A visitor’s guide to Britain in a bottle
Britain in a bottle is an extensive guide to distilleries, breweries, vineyards and cider mills of the UK. Maybe not a full guide – how many books would that take?, however, this is a handy tome for in the backpack or the car when travelling about discovering the alcoholic gems of the UK.
Written by Ted Bruning and Rupert Wheeler. Ted Bruning has been a journalist and author in the licensed trade and hospitality industry since 1986, working for titles such as The Morning Advertiser, CAMRA monthly paper, What’s Brewing, and has freelanced for trade titles including The Publican, The Brewers’ Guardian, Caterer & Hotelkeeper, and On Trade Preview. Book credits include Historic Pubs of London, London by Pub, Brewery Breaks, The Microbrewers’ Handbook and The Craft Distillers’ Handbook. Phew! Rupert Wheeler has been involved in publishing for over 30 years and was previously the managing editor of Whisky Magazine. He is a judge in the World Whiskies Awards and has recently moved to Orkney, where he now works part time at Highland Park Distillery, taking tours and running tasting events. So you can say that they both know their stuff!
With an increase in breweries and distilleries across the UK producing more diverse products and focusing on provenance, Britain in a bottle couldn’t be released at a better time. Covering over 340 establishments all over England, Scotland and Wales. Each region comes with a map showing roughly where the business is located. You’ll probably need to use your Sat Nav or a real map to find your way to them if you aren’t a local.
World famous names sit side-by-side with smaller operators. Each one given pride of place. One thing that you do realise from the book is that you are never far from a brewery, distillery, vineyard or cider mill. And with lockdown easing and things returning to normal I’m sure that most of them would welcome a visit from their customers, or potential customers.
Britain in a bottle isn’t just a listing, there are also what is termed close-ups. These are pages where terms and details are explained in detail such as how exactly alcoholic strength is derived and guides to the different beer styles around.
If you enjoy having an excuse to travel and to visit distilleries, breweries and vineyards, then this is the book for you. It doesn’t take itself too seriously but knows its stuff.
We received a copy of the book to review.

——

■ Exercise requirements
a: Condense the paragraph of the review beginning "With an increase in breweries" into a short bulleted list that keeps its main facts.
b: According to the review, where has Rupert Wheeler recently moved?

■ Records provided
——

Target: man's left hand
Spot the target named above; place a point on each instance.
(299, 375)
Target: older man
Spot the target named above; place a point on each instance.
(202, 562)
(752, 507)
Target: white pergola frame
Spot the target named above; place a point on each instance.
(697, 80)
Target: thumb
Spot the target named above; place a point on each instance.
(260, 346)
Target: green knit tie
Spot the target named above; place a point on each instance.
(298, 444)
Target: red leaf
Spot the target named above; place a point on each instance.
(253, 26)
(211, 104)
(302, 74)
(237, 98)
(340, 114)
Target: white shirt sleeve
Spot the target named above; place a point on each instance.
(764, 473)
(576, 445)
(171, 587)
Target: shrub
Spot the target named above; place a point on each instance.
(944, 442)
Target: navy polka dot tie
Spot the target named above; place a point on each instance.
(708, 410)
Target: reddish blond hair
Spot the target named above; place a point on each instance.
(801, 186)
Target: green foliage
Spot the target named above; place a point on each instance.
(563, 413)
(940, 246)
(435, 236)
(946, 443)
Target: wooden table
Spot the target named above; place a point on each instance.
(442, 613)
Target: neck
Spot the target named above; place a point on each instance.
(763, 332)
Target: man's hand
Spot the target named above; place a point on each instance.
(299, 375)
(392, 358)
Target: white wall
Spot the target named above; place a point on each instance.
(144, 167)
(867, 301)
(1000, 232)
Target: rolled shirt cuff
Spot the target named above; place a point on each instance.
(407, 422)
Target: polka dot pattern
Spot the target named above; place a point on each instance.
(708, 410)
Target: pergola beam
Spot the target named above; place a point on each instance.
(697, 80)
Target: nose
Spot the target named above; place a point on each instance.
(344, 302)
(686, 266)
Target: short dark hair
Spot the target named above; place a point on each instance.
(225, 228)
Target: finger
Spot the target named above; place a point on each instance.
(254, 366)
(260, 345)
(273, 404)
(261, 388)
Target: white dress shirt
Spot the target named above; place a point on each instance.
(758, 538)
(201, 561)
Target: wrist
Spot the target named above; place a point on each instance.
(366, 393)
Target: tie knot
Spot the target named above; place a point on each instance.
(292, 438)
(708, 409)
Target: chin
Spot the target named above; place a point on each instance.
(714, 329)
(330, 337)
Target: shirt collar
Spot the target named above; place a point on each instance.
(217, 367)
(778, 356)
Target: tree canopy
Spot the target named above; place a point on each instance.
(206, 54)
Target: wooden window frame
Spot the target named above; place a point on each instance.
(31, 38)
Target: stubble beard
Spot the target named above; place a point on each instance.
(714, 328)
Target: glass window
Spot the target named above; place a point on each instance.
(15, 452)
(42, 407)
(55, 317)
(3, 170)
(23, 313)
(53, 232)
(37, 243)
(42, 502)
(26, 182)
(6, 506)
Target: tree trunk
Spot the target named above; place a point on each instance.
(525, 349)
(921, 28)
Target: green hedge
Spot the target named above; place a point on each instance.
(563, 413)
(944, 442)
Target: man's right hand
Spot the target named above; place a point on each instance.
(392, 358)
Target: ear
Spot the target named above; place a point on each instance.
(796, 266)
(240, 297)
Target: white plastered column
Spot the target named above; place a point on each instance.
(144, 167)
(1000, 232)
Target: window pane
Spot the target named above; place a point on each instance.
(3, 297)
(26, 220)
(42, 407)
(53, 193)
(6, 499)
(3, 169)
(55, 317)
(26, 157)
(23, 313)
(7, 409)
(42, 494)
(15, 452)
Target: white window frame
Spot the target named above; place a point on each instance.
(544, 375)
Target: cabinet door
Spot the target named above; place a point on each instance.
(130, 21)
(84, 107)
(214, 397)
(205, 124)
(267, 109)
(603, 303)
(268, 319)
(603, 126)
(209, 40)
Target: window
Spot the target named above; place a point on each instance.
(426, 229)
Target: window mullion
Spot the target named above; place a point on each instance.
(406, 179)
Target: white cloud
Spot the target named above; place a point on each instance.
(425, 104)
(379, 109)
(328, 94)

——

■ Expected outputs
a:
- More UK breweries and distilleries are making varied products and focusing on provenance, so the book's timing is ideal.
- It covers over 340 establishments across England, Scotland and Wales.
- Each region has a map showing roughly where each business is.
- Visitors who aren't local will probably need a Sat Nav or a real map to find them.

b: He has recently moved to Orkney.